[[ GIVEN DATA, beginning ]]

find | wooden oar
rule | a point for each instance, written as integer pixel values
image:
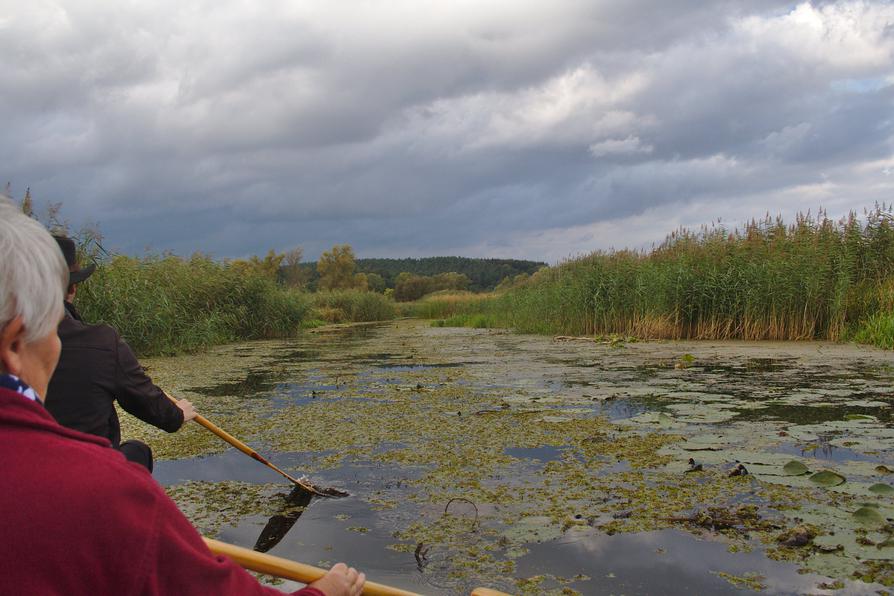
(279, 567)
(323, 492)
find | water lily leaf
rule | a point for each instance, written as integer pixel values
(794, 468)
(827, 478)
(882, 489)
(869, 516)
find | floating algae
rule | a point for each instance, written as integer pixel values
(620, 427)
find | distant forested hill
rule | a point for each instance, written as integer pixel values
(484, 273)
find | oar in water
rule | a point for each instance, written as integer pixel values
(284, 568)
(323, 492)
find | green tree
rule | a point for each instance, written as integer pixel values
(375, 282)
(293, 275)
(336, 268)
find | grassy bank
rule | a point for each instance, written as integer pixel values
(341, 306)
(812, 279)
(167, 305)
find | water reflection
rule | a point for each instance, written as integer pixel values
(280, 524)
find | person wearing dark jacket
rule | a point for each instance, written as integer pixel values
(77, 518)
(96, 369)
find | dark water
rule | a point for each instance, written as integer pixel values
(661, 562)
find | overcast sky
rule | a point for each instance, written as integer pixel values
(504, 128)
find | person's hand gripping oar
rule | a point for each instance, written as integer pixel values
(322, 492)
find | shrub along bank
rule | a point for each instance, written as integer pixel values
(812, 279)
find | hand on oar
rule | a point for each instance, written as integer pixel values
(189, 411)
(339, 580)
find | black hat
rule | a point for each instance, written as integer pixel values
(75, 274)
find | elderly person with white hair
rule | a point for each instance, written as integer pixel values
(76, 517)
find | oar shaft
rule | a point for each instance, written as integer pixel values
(279, 567)
(245, 448)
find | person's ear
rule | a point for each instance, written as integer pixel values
(12, 341)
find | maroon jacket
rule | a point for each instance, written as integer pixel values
(77, 518)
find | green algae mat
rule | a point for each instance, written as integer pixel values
(481, 457)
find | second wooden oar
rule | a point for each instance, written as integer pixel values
(323, 492)
(286, 569)
(279, 567)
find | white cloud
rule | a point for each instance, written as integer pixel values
(303, 121)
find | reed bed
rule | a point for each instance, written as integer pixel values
(339, 306)
(815, 278)
(445, 304)
(166, 305)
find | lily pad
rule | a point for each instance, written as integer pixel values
(827, 478)
(869, 517)
(882, 489)
(794, 468)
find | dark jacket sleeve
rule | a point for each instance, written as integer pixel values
(139, 396)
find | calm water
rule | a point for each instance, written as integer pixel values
(740, 391)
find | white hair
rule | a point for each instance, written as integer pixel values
(33, 273)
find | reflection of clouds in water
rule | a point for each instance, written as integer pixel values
(678, 568)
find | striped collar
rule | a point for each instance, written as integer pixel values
(16, 384)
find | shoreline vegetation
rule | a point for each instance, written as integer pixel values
(812, 279)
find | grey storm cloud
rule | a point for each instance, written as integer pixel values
(503, 128)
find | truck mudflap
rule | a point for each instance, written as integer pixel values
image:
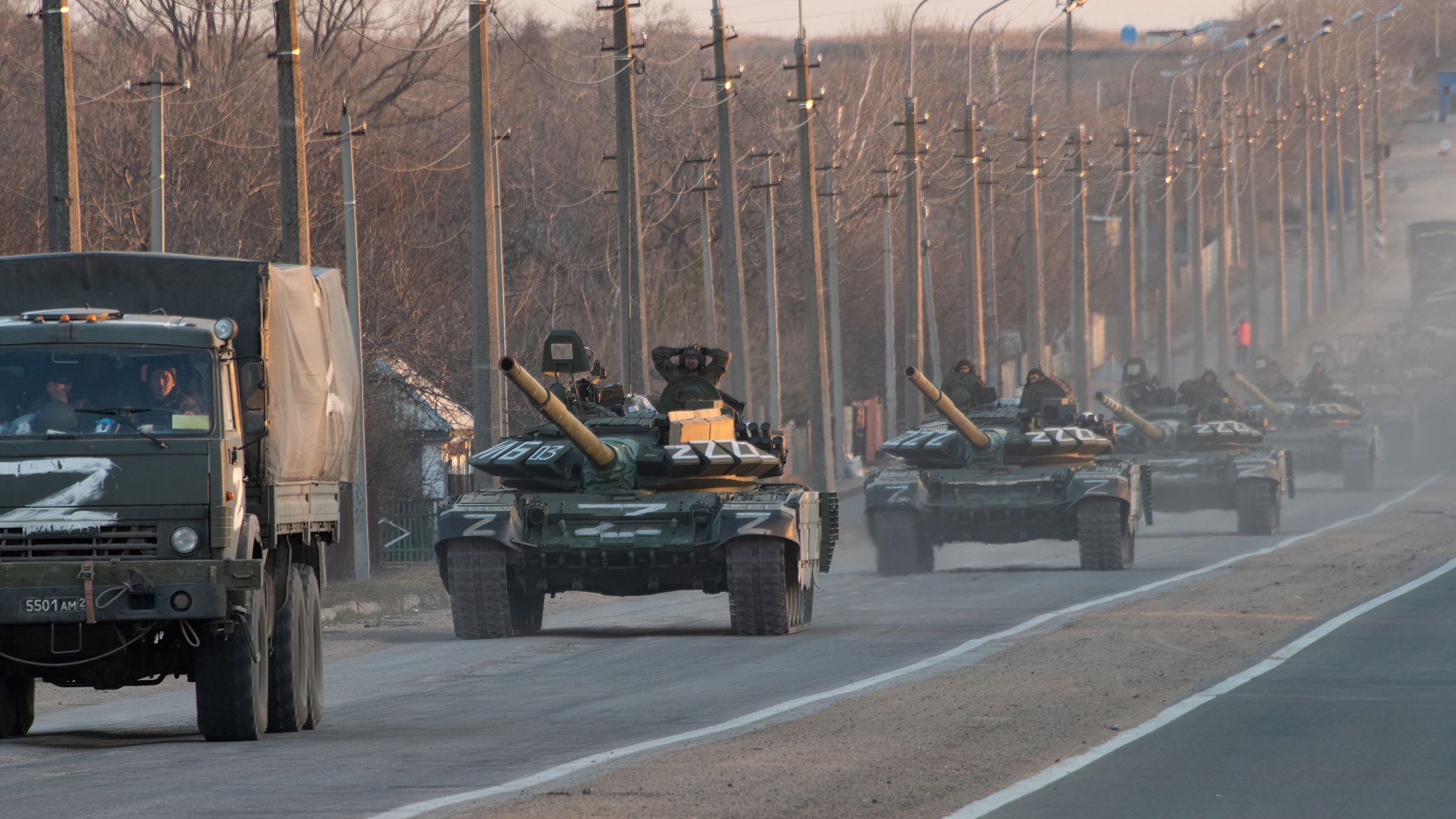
(123, 591)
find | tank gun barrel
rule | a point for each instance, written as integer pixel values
(1125, 414)
(947, 407)
(557, 413)
(1259, 394)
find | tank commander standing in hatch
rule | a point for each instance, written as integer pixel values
(1040, 387)
(966, 388)
(692, 360)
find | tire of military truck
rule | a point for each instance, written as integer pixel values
(1259, 508)
(232, 674)
(313, 620)
(1104, 536)
(1359, 470)
(484, 604)
(899, 547)
(17, 706)
(762, 599)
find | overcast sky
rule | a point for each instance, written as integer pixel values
(823, 18)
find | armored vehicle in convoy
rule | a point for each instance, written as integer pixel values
(169, 473)
(613, 498)
(1206, 461)
(1328, 436)
(1005, 475)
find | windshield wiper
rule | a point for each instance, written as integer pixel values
(126, 413)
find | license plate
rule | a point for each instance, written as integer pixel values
(51, 605)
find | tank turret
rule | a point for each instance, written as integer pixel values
(1125, 414)
(947, 407)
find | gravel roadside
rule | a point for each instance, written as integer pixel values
(930, 747)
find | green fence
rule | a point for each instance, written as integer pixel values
(407, 531)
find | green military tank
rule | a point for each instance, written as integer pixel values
(1005, 475)
(619, 502)
(1327, 436)
(1207, 460)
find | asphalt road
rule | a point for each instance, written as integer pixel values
(440, 716)
(1355, 726)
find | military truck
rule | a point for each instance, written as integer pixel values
(172, 435)
(1005, 475)
(1207, 460)
(1432, 256)
(1322, 437)
(619, 502)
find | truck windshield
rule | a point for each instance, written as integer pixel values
(122, 391)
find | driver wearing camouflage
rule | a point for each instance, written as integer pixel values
(692, 360)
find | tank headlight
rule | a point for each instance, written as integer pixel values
(184, 540)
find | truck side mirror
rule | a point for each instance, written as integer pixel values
(252, 387)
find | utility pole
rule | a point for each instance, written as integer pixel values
(351, 288)
(1194, 171)
(1226, 248)
(1326, 293)
(730, 240)
(1308, 286)
(1165, 299)
(972, 256)
(1254, 308)
(630, 206)
(932, 330)
(892, 376)
(836, 352)
(771, 283)
(159, 196)
(63, 208)
(915, 282)
(1363, 225)
(1282, 286)
(1126, 237)
(294, 164)
(1341, 260)
(822, 462)
(488, 400)
(1081, 363)
(1036, 308)
(710, 308)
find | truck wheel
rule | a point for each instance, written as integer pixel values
(1104, 537)
(289, 659)
(313, 622)
(899, 547)
(1359, 470)
(17, 706)
(1257, 505)
(484, 604)
(762, 599)
(232, 672)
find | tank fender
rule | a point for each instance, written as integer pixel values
(896, 489)
(1120, 480)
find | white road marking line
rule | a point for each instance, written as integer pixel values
(1037, 782)
(586, 763)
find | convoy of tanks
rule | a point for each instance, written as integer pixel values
(174, 460)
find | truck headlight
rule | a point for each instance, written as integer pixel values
(184, 540)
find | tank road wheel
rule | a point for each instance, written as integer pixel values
(232, 672)
(762, 597)
(1257, 503)
(899, 546)
(1104, 537)
(313, 622)
(17, 706)
(484, 604)
(289, 659)
(1358, 465)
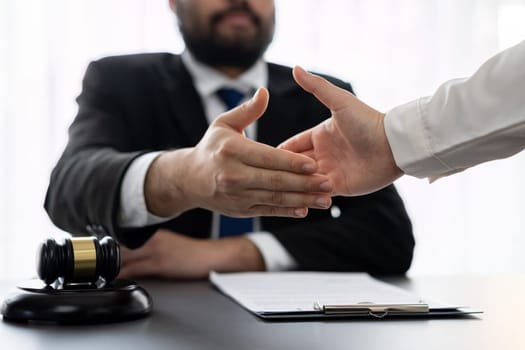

[[ GIVEN DATA, end ]]

WHAT THIS TASK INVOLVES:
What is needed is an exact copy of the lines above, from the one containing "find | asphalt road" through the one containing "find | driver wearing camouflage", with nothing added.

FINISHED EXERCISE:
find | asphalt road
rule | a point for each instance, written as integer pixel values
(440, 716)
(1355, 726)
find | military truck
rule | a point for each instance, written as integer pixel values
(172, 435)
(1005, 475)
(1207, 460)
(1432, 256)
(1322, 437)
(619, 502)
find | truck windshield
rule | a point for each instance, written as integer pixel values
(122, 391)
find | driver wearing camouflage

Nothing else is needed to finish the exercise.